(Rows from a pointing dataset)

▬▬▬▬▬▬

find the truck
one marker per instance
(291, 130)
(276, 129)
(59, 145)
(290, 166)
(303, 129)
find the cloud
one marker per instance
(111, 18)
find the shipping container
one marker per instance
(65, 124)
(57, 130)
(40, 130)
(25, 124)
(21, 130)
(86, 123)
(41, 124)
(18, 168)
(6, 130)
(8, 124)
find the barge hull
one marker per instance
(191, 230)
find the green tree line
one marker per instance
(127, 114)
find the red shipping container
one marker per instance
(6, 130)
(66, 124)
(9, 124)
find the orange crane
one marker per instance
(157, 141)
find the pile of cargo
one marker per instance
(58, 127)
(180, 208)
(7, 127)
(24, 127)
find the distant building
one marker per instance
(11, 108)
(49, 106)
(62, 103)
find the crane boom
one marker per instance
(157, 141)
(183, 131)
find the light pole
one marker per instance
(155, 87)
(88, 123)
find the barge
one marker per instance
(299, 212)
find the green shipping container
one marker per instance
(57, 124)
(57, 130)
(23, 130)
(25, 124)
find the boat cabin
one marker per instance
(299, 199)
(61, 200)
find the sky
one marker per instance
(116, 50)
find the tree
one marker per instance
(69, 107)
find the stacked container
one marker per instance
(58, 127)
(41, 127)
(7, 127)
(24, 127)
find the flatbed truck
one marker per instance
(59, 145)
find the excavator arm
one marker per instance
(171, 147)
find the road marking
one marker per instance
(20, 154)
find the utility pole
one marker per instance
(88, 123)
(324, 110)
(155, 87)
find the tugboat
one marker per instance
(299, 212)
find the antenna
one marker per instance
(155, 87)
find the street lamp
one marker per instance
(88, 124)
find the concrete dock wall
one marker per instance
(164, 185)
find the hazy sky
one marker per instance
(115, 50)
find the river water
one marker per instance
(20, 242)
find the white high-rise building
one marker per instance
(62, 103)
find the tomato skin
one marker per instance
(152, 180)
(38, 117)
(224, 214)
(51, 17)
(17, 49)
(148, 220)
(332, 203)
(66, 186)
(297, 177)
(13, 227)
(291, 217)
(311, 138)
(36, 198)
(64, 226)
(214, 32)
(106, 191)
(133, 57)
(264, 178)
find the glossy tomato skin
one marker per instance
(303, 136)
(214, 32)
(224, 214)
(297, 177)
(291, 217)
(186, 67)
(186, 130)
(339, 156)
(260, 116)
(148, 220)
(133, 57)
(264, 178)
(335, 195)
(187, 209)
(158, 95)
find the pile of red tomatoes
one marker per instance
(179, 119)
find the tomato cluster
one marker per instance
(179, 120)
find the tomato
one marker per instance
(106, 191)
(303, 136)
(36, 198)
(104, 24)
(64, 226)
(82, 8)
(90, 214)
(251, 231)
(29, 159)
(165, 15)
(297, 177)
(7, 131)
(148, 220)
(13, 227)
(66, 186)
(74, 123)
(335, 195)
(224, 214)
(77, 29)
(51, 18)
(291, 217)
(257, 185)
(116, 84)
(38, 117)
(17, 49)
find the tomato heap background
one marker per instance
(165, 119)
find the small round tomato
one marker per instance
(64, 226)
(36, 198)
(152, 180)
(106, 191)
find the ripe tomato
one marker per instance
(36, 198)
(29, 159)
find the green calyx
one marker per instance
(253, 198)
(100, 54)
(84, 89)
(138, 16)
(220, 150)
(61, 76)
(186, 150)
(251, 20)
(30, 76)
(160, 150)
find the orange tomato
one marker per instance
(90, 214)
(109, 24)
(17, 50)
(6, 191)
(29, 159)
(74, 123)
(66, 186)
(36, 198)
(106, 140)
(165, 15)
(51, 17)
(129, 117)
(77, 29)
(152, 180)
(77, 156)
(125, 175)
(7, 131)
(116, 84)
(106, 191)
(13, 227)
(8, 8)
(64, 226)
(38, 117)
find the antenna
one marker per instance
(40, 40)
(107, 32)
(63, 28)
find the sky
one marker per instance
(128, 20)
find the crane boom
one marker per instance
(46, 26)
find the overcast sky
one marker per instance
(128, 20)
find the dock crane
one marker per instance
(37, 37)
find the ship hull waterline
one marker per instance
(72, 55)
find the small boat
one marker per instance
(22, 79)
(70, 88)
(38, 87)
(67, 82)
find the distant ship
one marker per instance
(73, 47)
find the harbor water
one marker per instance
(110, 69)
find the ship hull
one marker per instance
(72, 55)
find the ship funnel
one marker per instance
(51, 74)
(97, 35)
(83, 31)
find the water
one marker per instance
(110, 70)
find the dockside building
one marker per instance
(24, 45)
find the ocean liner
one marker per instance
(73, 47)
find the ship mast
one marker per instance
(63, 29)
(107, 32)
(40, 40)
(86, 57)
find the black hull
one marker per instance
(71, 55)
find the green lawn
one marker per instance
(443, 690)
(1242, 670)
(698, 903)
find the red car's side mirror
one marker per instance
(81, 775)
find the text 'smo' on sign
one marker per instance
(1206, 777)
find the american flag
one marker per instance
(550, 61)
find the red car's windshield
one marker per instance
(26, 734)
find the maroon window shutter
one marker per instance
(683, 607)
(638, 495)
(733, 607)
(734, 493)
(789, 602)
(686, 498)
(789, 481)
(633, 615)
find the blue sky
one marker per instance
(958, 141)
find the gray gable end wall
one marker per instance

▬▬▬▬▬▬

▸ **What is being asked**: Repeat word for word the lines running from the line containing "find the overcast sky" to the end of the entries above, inclusive.

▸ **Answer to the exercise**:
find the overcast sky
one marker per instance
(128, 20)
find the dock crane
one marker per instance
(37, 37)
find the ship hull waterline
one marker per instance
(72, 55)
find the small boat
one marker per instance
(22, 79)
(70, 88)
(38, 87)
(67, 82)
find the distant ship
one marker per instance
(73, 47)
find the harbor water
one marker per instance
(110, 69)
find the ship hull
one marker per instance
(72, 55)
find the ship funnel
one marker per instance
(51, 74)
(97, 35)
(83, 31)
find the water
one marker per instance
(110, 70)
find the dockside building
one marker per instance
(24, 45)
find the ocean liner
one marker per instance
(73, 47)
find the ship mast
one marker per instance
(63, 29)
(107, 32)
(40, 40)
(86, 57)
find the black hull
one marker per instance
(71, 55)
find the green lawn
one marker per instance
(443, 690)
(1242, 670)
(698, 903)
find the red car's side mirror
one marker per instance
(81, 775)
find the text 'smo' on sign
one marker per instance
(1206, 777)
find the american flag
one marker per instance
(550, 61)
find the red car's windshield
one marker per instance
(26, 734)
find the maroon window shutter
one marker per instance
(683, 607)
(638, 495)
(733, 607)
(734, 493)
(789, 602)
(686, 498)
(789, 481)
(633, 615)
find the blue sky
one marker per instance
(958, 141)
find the gray gable end wall
one marker per instance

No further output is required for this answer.